--- start Material provided ---

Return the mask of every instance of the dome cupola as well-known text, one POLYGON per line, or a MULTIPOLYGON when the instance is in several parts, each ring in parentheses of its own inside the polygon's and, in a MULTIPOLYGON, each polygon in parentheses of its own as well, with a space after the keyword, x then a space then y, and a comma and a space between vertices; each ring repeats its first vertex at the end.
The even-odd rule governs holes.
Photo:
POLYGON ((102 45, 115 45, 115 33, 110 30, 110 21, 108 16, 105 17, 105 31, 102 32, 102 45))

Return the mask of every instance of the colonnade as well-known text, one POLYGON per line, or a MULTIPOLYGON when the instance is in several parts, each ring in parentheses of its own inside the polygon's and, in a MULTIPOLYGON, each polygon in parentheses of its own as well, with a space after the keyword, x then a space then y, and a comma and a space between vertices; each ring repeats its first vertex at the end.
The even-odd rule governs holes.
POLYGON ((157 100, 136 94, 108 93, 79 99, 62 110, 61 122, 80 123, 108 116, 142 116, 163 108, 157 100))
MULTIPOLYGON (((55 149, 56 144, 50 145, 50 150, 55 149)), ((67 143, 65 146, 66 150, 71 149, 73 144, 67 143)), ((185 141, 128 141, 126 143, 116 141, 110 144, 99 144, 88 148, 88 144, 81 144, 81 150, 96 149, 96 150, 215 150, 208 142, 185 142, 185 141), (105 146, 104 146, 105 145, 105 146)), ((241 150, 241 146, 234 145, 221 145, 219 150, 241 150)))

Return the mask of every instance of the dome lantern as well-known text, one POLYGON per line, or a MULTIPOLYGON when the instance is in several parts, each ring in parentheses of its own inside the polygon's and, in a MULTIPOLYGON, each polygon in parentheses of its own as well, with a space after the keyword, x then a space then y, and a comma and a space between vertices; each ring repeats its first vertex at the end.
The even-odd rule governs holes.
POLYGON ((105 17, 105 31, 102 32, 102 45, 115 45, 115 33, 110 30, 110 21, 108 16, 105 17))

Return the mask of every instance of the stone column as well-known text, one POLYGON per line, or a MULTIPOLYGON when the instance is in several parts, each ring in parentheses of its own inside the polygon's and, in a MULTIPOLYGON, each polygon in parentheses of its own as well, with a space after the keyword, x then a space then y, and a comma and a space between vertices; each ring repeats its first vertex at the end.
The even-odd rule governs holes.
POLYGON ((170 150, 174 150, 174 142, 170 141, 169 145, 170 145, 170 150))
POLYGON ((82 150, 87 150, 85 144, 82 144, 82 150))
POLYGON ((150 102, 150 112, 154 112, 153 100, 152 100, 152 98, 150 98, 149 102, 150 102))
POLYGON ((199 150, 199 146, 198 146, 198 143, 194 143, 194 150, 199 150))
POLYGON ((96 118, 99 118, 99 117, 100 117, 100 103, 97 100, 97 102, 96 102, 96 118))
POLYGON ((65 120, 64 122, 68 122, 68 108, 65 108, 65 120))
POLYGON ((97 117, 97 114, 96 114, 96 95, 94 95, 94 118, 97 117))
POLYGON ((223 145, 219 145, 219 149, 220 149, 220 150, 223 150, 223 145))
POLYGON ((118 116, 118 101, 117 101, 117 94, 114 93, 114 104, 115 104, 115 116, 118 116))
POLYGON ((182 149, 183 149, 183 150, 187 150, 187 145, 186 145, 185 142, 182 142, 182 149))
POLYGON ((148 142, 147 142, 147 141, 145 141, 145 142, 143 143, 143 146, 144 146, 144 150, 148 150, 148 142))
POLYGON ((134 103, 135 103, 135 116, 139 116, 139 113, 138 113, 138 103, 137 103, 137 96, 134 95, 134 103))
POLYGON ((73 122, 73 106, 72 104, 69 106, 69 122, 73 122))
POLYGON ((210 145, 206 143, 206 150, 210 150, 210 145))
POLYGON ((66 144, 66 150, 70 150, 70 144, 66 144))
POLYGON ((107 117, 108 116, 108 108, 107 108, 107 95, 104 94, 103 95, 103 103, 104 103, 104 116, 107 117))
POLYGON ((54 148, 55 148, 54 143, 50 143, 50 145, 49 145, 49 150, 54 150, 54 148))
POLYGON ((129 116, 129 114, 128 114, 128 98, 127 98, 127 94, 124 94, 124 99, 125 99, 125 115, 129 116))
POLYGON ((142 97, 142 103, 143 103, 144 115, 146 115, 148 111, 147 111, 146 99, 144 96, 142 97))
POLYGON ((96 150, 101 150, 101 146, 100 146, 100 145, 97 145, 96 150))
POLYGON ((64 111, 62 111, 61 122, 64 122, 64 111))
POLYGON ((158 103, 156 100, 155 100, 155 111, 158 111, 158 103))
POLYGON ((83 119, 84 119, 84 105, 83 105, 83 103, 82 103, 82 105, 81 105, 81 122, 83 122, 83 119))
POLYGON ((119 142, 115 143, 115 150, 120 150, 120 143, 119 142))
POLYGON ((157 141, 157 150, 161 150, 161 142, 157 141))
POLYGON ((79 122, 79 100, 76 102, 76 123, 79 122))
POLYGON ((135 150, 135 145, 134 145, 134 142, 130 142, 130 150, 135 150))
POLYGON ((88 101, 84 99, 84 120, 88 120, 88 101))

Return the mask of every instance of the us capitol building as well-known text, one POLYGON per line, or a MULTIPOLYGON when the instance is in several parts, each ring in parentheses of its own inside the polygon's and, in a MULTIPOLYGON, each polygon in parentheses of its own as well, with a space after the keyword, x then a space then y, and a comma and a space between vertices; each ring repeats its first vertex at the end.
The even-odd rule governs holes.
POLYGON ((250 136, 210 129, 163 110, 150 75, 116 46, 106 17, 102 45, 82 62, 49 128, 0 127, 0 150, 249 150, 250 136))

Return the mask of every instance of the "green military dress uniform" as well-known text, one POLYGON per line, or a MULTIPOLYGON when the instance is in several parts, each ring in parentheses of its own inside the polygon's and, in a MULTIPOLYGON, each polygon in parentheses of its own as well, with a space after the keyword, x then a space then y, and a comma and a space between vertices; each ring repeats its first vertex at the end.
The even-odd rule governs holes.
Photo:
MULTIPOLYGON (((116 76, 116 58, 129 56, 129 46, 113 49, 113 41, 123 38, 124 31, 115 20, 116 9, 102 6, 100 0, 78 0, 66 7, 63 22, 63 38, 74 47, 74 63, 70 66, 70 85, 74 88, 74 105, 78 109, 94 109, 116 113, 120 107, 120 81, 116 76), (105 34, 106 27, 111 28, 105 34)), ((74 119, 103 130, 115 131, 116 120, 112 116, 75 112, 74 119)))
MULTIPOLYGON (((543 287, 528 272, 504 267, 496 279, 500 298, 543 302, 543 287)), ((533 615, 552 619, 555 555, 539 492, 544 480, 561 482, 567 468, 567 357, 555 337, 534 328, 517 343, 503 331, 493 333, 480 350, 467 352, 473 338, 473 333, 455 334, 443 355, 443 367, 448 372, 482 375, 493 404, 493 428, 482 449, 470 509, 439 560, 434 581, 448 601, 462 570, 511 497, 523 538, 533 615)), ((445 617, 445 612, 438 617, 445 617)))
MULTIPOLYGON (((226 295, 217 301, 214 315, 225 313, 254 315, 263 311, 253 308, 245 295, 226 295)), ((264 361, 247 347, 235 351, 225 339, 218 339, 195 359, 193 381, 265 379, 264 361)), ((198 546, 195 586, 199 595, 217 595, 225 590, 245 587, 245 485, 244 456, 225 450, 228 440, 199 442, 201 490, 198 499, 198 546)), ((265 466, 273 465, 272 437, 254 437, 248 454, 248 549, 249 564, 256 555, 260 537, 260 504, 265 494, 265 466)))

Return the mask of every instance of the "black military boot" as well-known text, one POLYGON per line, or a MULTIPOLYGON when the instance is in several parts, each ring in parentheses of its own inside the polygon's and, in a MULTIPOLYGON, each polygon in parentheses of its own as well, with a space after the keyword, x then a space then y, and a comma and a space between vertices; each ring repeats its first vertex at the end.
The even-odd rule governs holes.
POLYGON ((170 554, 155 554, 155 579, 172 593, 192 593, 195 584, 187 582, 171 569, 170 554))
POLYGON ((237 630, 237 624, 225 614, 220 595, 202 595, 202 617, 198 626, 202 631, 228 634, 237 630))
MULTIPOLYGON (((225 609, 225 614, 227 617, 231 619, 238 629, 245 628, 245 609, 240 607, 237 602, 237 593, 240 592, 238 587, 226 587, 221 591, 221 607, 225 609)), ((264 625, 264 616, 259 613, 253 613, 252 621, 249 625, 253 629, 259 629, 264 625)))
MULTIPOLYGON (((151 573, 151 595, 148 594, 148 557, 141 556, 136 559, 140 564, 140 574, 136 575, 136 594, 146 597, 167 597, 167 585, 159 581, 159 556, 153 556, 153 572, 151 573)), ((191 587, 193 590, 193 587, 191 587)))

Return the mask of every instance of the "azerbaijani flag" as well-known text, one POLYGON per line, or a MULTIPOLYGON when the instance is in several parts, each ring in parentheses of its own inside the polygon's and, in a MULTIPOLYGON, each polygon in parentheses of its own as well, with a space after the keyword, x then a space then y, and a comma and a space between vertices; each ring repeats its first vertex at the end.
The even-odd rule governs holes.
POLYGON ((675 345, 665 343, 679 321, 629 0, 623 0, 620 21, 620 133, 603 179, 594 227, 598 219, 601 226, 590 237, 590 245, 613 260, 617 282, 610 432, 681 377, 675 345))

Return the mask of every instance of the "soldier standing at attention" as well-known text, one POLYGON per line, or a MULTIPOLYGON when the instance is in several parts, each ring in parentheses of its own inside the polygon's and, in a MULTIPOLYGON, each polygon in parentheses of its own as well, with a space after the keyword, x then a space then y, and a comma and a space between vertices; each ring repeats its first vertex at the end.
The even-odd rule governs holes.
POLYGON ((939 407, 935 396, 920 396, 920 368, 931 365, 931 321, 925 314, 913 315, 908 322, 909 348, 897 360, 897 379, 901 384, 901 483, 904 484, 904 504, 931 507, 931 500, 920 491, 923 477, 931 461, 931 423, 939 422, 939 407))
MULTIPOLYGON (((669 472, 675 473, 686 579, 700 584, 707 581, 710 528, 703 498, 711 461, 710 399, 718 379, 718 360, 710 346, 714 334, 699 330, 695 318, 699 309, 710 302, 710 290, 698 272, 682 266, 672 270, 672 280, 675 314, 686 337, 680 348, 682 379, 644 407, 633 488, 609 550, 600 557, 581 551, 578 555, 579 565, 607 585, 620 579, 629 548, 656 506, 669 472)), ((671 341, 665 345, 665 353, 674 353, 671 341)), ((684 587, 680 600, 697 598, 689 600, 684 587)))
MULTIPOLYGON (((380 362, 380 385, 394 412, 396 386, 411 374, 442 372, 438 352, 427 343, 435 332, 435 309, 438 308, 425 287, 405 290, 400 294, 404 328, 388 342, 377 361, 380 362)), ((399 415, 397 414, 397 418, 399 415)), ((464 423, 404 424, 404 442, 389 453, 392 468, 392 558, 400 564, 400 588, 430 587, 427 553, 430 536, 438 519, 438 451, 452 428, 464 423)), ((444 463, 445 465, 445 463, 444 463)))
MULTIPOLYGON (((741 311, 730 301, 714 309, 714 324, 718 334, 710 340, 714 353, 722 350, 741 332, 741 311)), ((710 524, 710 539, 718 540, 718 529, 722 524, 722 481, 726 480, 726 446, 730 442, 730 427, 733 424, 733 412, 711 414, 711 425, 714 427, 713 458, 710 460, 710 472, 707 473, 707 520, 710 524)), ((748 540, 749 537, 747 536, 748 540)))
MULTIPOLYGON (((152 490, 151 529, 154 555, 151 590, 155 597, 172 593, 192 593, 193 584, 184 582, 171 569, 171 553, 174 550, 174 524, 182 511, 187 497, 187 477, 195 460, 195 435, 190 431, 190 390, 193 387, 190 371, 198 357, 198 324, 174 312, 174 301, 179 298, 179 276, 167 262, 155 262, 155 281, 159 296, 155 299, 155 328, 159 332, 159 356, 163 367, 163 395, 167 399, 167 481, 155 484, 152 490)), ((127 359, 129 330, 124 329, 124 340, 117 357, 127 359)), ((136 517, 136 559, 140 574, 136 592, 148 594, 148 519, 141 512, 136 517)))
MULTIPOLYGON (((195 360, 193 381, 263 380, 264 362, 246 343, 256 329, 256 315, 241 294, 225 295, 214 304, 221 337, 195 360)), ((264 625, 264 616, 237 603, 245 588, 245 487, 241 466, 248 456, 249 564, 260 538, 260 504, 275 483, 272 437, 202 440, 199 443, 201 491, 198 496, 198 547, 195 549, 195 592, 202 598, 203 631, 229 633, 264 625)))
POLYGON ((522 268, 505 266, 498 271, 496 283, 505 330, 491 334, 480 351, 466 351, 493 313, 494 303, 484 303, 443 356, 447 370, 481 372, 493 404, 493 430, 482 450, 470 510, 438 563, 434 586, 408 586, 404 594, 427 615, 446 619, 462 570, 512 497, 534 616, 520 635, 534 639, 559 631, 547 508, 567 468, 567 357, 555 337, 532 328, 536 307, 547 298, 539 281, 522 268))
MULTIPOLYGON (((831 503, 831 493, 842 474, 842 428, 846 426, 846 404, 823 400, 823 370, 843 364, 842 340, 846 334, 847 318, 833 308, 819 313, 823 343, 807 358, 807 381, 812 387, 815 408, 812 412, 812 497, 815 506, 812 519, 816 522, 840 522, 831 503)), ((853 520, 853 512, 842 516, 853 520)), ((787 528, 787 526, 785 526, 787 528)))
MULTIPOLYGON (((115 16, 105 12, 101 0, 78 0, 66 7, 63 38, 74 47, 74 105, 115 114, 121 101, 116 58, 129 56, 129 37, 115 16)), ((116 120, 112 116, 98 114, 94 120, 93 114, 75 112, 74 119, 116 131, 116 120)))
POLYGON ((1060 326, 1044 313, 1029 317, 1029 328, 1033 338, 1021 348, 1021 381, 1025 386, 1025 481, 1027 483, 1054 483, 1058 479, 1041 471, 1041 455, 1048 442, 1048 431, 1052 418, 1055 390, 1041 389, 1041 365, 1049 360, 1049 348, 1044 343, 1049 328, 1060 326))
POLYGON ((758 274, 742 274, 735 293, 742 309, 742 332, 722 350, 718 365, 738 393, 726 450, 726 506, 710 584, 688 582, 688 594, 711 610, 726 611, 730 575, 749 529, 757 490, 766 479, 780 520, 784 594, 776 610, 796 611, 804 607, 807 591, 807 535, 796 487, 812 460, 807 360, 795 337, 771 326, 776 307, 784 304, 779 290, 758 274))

--- end Material provided ---

▶ Exercise requirements
Render the data from its first line through the line that contains "POLYGON ((102 45, 115", inclusive, as a numbered list with any blank lines omitted.

▶ Written response
1. Return the mask of every instance of the dome cupola as well-known text, one POLYGON per line, or a MULTIPOLYGON when the instance is in several parts, each ring in parentheses of its own inside the polygon's and, in a MULTIPOLYGON, each polygon in parentheses of its own as well, with a space after the keyword, x then a space then y, and a comma and a space between vertices; each ring repeats its first vertex at the end.
2. The even-odd rule governs holes.
3. Photo:
4. POLYGON ((102 45, 115 45, 115 33, 110 30, 110 21, 108 16, 105 17, 105 31, 102 32, 102 45))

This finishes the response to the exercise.